#### YOUR TASK
All lines after the one containing "Where can you find the grey floor", together with that line itself, should be written out exactly, down to the last line of the entries below.

Region pointing data:
━━━
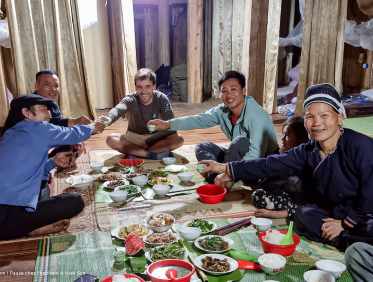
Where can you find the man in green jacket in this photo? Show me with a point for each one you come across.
(240, 117)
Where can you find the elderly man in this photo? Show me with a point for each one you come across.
(26, 209)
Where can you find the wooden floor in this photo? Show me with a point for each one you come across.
(20, 257)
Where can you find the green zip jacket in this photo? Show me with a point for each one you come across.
(253, 123)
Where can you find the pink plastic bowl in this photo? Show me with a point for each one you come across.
(211, 193)
(284, 250)
(163, 263)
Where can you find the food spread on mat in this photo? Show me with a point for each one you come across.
(167, 251)
(143, 170)
(160, 181)
(215, 264)
(204, 225)
(160, 272)
(131, 189)
(114, 184)
(130, 162)
(214, 243)
(111, 176)
(161, 238)
(158, 173)
(136, 229)
(160, 220)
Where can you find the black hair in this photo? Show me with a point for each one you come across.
(45, 71)
(297, 124)
(232, 74)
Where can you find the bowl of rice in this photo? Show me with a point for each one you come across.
(318, 276)
(270, 240)
(272, 264)
(333, 267)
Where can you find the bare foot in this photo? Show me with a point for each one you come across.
(271, 214)
(51, 228)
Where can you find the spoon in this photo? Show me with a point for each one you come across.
(238, 255)
(172, 274)
(245, 264)
(288, 239)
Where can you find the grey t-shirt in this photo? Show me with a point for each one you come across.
(138, 115)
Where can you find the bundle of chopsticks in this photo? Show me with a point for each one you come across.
(230, 227)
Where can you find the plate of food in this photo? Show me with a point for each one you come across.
(122, 232)
(205, 225)
(167, 251)
(111, 176)
(176, 168)
(161, 238)
(214, 244)
(216, 264)
(160, 181)
(112, 184)
(158, 173)
(131, 189)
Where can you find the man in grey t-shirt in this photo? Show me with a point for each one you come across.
(139, 108)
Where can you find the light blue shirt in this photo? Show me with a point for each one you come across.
(23, 155)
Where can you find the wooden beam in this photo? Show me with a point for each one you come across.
(164, 32)
(195, 49)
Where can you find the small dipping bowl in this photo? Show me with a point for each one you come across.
(119, 256)
(161, 190)
(326, 262)
(211, 193)
(272, 270)
(200, 168)
(261, 224)
(96, 167)
(118, 196)
(190, 233)
(169, 160)
(185, 176)
(140, 180)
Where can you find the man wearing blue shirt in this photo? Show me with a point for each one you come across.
(27, 137)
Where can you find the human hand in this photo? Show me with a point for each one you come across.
(160, 124)
(64, 159)
(212, 166)
(331, 228)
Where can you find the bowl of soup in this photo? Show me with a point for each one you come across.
(157, 270)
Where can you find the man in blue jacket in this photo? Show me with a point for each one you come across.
(240, 117)
(26, 209)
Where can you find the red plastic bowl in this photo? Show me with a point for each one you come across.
(178, 262)
(284, 250)
(110, 278)
(211, 193)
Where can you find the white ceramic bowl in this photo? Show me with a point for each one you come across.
(118, 196)
(185, 176)
(82, 184)
(233, 263)
(163, 228)
(190, 233)
(161, 190)
(272, 270)
(140, 180)
(169, 161)
(97, 166)
(314, 274)
(261, 224)
(331, 263)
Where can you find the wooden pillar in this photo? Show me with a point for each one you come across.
(195, 51)
(164, 32)
(322, 46)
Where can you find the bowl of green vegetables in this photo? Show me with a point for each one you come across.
(131, 189)
(205, 225)
(167, 251)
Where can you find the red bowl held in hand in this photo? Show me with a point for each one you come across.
(211, 193)
(284, 250)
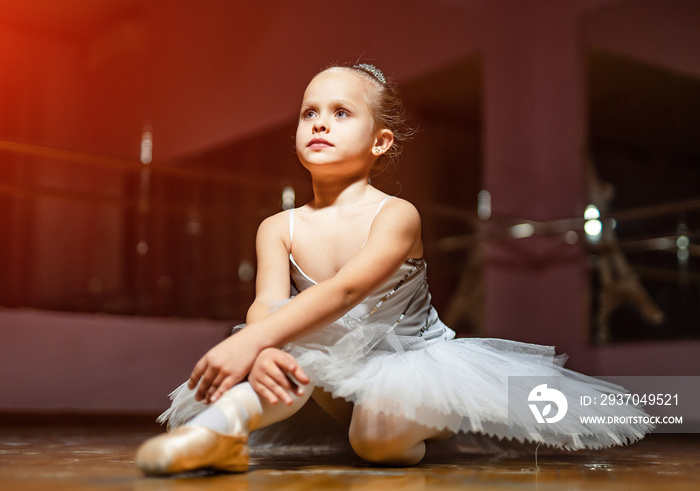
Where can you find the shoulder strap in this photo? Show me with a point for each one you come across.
(380, 207)
(377, 213)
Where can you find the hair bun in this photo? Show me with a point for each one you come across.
(372, 70)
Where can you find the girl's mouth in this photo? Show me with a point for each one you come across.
(319, 143)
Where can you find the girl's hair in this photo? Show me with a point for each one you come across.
(386, 104)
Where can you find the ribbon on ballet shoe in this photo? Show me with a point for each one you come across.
(193, 447)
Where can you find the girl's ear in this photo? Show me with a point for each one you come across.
(383, 142)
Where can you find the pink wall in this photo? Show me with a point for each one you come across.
(96, 363)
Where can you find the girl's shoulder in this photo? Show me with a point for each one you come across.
(394, 207)
(275, 226)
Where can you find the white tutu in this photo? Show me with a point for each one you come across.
(391, 354)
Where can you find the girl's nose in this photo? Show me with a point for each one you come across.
(319, 127)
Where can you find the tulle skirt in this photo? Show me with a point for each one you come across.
(494, 387)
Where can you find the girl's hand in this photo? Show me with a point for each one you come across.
(271, 376)
(225, 365)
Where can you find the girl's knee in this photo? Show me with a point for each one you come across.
(381, 439)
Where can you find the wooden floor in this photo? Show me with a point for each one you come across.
(55, 454)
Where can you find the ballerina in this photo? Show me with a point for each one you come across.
(358, 333)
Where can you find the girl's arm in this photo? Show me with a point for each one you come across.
(394, 236)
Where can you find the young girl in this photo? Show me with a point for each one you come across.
(359, 334)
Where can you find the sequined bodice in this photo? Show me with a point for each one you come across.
(402, 302)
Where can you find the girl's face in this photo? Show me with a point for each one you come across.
(336, 123)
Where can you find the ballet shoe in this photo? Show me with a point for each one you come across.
(193, 447)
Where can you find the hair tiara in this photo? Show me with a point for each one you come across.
(372, 70)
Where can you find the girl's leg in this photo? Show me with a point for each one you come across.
(218, 437)
(391, 440)
(240, 411)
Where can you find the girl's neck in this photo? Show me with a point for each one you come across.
(339, 193)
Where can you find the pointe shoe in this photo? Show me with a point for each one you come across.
(193, 447)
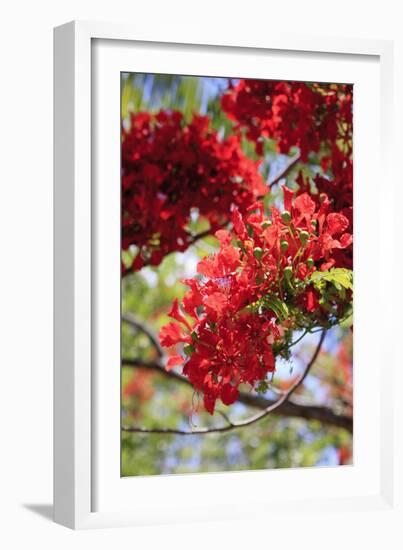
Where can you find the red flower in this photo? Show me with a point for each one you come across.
(169, 170)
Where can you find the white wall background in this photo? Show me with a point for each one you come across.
(26, 260)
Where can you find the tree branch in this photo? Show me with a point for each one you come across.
(288, 407)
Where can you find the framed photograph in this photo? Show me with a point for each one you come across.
(219, 345)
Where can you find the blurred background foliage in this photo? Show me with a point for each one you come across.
(151, 399)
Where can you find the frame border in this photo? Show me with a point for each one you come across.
(72, 248)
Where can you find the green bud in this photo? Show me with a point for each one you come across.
(258, 252)
(288, 272)
(286, 216)
(303, 236)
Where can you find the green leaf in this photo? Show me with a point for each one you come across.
(339, 277)
(277, 306)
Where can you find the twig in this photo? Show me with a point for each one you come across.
(140, 326)
(273, 406)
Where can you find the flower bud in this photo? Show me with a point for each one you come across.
(288, 272)
(286, 216)
(188, 349)
(303, 236)
(258, 252)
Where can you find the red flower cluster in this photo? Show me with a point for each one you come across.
(308, 116)
(170, 169)
(270, 277)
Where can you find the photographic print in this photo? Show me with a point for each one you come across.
(237, 274)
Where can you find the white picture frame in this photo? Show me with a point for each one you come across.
(85, 493)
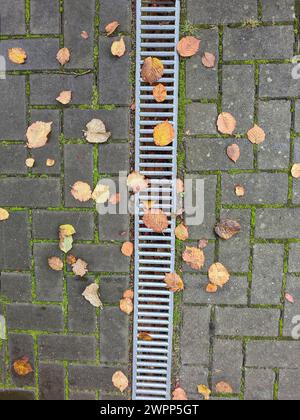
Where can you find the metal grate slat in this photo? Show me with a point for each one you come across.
(157, 36)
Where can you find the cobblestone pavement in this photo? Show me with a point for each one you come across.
(243, 334)
(74, 350)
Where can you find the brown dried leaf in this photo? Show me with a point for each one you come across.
(188, 46)
(226, 123)
(218, 274)
(194, 257)
(233, 152)
(156, 220)
(81, 191)
(163, 134)
(256, 135)
(227, 228)
(174, 282)
(152, 70)
(37, 134)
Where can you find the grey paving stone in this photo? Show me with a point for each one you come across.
(46, 223)
(51, 382)
(14, 238)
(276, 11)
(245, 43)
(210, 154)
(78, 17)
(16, 286)
(44, 17)
(44, 89)
(274, 153)
(13, 108)
(103, 258)
(31, 193)
(114, 157)
(119, 10)
(277, 223)
(257, 186)
(66, 347)
(114, 335)
(289, 385)
(21, 345)
(112, 288)
(12, 17)
(228, 363)
(195, 336)
(49, 283)
(34, 317)
(226, 11)
(235, 293)
(116, 121)
(12, 160)
(267, 276)
(52, 149)
(41, 53)
(259, 385)
(114, 83)
(81, 314)
(208, 201)
(202, 82)
(78, 167)
(238, 94)
(235, 253)
(271, 354)
(247, 322)
(201, 119)
(292, 311)
(276, 81)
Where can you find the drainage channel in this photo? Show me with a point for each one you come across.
(157, 36)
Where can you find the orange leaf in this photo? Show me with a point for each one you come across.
(188, 46)
(164, 134)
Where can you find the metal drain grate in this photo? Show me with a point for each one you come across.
(157, 36)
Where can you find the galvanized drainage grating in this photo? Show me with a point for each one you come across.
(157, 36)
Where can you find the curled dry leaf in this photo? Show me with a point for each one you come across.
(174, 282)
(152, 70)
(227, 228)
(188, 46)
(126, 306)
(208, 60)
(96, 132)
(118, 48)
(22, 367)
(163, 134)
(127, 249)
(120, 381)
(65, 97)
(137, 182)
(156, 220)
(182, 232)
(160, 93)
(81, 191)
(37, 134)
(226, 123)
(91, 295)
(55, 263)
(194, 257)
(256, 135)
(233, 152)
(4, 215)
(111, 27)
(17, 55)
(218, 274)
(63, 56)
(80, 268)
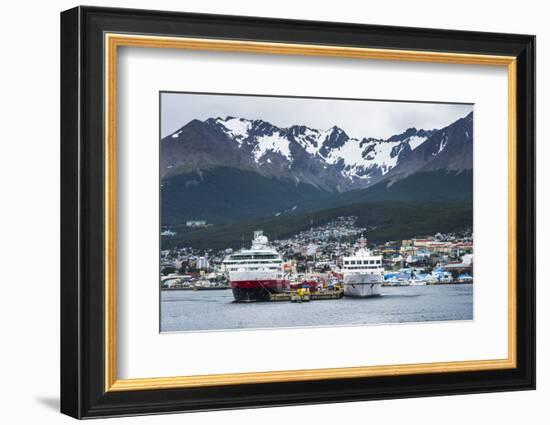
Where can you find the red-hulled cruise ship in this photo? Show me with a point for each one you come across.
(257, 272)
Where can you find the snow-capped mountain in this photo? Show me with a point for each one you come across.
(327, 159)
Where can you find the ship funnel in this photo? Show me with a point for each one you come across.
(258, 233)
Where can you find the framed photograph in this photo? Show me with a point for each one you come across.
(261, 212)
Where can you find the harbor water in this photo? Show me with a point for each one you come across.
(187, 310)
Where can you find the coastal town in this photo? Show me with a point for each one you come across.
(315, 257)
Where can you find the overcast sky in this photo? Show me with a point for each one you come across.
(358, 118)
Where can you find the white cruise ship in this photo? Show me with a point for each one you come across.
(363, 273)
(257, 272)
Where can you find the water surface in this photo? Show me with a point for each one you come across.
(216, 310)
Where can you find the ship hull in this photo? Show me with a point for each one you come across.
(363, 285)
(257, 290)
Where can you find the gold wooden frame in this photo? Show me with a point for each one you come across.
(113, 41)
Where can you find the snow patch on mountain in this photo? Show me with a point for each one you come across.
(275, 142)
(416, 141)
(238, 128)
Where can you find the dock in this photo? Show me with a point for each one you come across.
(305, 296)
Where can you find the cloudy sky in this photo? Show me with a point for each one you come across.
(359, 118)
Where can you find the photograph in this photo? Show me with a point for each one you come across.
(281, 212)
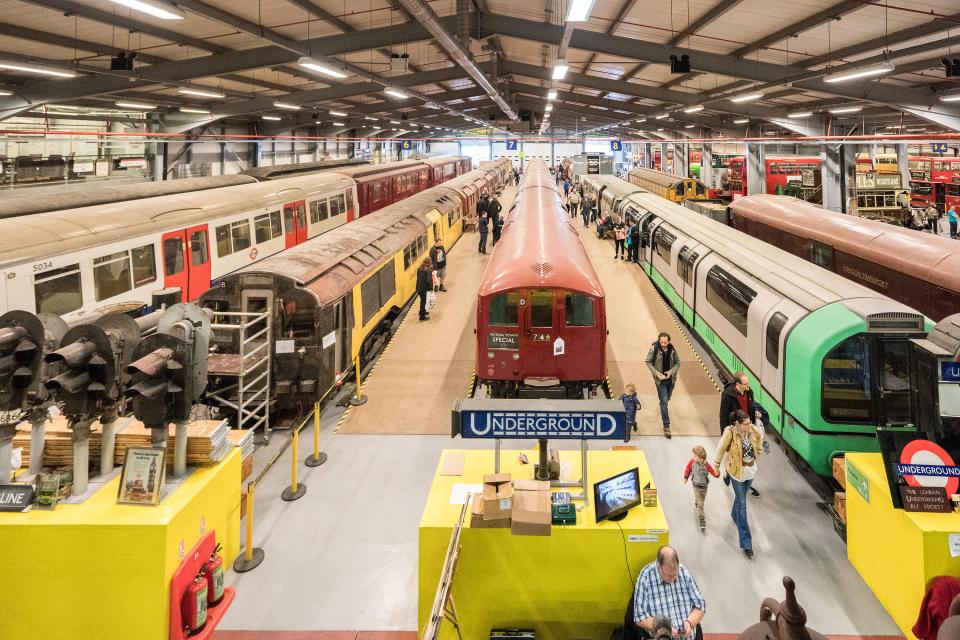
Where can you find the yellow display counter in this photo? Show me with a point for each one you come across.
(896, 552)
(102, 570)
(573, 584)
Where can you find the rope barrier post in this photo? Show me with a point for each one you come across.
(296, 490)
(318, 457)
(252, 556)
(360, 399)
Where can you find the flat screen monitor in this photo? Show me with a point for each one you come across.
(615, 496)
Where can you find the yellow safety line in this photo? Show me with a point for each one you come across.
(696, 355)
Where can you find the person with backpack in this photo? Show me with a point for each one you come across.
(664, 362)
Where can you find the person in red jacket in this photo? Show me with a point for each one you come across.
(699, 470)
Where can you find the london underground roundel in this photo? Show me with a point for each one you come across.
(924, 453)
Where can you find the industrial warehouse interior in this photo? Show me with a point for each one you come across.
(459, 319)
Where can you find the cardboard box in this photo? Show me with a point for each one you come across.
(497, 496)
(840, 471)
(840, 504)
(476, 517)
(532, 515)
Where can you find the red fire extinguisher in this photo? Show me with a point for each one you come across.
(193, 608)
(214, 575)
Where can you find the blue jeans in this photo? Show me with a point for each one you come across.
(664, 392)
(739, 512)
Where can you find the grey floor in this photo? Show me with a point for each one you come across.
(345, 555)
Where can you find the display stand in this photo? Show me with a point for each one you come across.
(183, 577)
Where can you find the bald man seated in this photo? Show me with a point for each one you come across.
(666, 589)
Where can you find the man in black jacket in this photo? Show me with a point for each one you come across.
(737, 395)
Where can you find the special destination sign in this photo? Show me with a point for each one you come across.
(534, 419)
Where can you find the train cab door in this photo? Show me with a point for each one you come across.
━━━
#### RESULT
Where can you find the grey floor in this photo? Show me with a point for each one you come across.
(345, 555)
Where can you find the display stand in this photo? Show me with a point for each one you come across.
(183, 577)
Where can you find the bald man seated in this photo? Show me with a point for each one you come across.
(666, 589)
Where can you find the man in black jacket in this photo? Show me with a point for each one you come across.
(737, 395)
Where can you find the special destination sign in this photo? Show me with a point for each one you come across.
(534, 419)
Where can you find the train cab door in this photo? Show me with a point for each one you come across.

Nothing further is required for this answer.